:: Required work ::
1. For the passage on the mind-body connection, decide whether each statement agrees with it: (a) the link between emotions and the body runs in only one direction; (b) healing and preventing disease call for physical approaches alone; (c) journaling is named as a way to get feelings out. Answer yes or no for each, quoting the deciding words from the passage.
2. Extend the passage on the mind-body connection, picking up right after its final sentence.
-- Document passage follows --
Beacon of Change Counseling

Katy Rader, LMHC

Individual and Family Therapy Services

Filtering by Tag: self-health

Mind-Body Connection

What is the mind body connection and how does it affect me?

Emotions like anger, fear, guilt, anxiety, sadness, resentment, jealousy, depression, and stress can manifest within the body and contribute to physical distress and disease. For example, you are likely already familiar with the way that fear can contribute to digestive upset or how tension can lead to headaches. When you experience emotional states like sadness, joy, or anger, physiological sensations occur in different areas of your body. This connection is multidirectional. Emotional experiences affect the way you behave and the physiology within your body. In the other direction, your perception of these emotion-triggered bodily changes also influences your consciously felt emotions. Essentially, our emotions affect our physical body and our physical body affects how we feel emotionally. The better the connection between our mind and body, the more effectively we can reduce any negative effects of our emotions on our physical body and, conversely, the negative effects of physical ailment on our emotions.

What can I do to increase my mind body connection?

Healing and preventing disease requires a combination of physical, spiritual, and emotional approaches. There are a variety of mind-body approaches that can help you process your emotions and develop inner peace and physical wellness. To avoid the buildup of toxic emotions, you need to remain present and aware. Paying attention allows you to identify emotions as they arise, process them, and choose how you react. One way to effectively express, feel, and get your feelings out is to talk about them. This can be done out loud by speaking with a trusted friend or therapist—or on paper through a journaling practice.
-- Document passage concluded --
-- Supplied data follows --
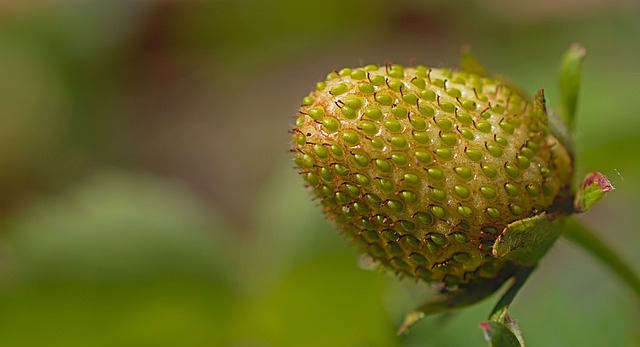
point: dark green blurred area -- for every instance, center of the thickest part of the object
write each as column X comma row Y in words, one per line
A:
column 147, row 197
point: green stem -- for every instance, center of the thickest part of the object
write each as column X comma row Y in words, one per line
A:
column 583, row 237
column 501, row 307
-- Supplied data concluded --
:: Answers in order ::
1.
(a) No: "This connection is multidirectional."
(b) No: "Healing and preventing disease requires a combination of physical, spiritual, and emotional approaches."
(c) Yes: "or on paper through a journaling practice."

2.
Meditation is another valuable mind-body practice for becoming more present and centering the mind. Meditation is simply relaxing calmly without distractions and acknowledging your thoughts, but allowing the thoughts to pass on by. My favorite visualization during meditation is sitting on the bank of a stream and each thought is a leaf floating on the stream. You acknowledge that the leaf is on the surface of the stream, but you watch it float on down the stream and out of sight. This allows us to not get caught up in a thought. Yoga, breathing practices, tai chi and guided imagery are all effective ways to increase the mind-body connection.

What are the benefits to improved mind body connection?

By improving your mind-body connection, you can expect to feel more aware of your emotions and what has lead to them. Increasing awareness of our mind and body allows us to put some space between our emotions and the response to those emotions so that we can choose how we want to react. We feel more in control of our emotions. Bringing awareness to our body allows us to relax our muscles to reduce anxiety and tension. Improving the mind-body connection also has been proven to improve concentration, reduce triggers for addictive behaviors, improve sleep, decrease blood pressure, control physical pain.

Increasing the connection between your mind and body can bring about a great deal of positive change and is a relatively small investment of time and energy. Prioritizing increasing mind-body connection through meditation, yoga, tai chi, breath work or simply paying attention to your body sensations can have a big pay off for your emotions and your physical body.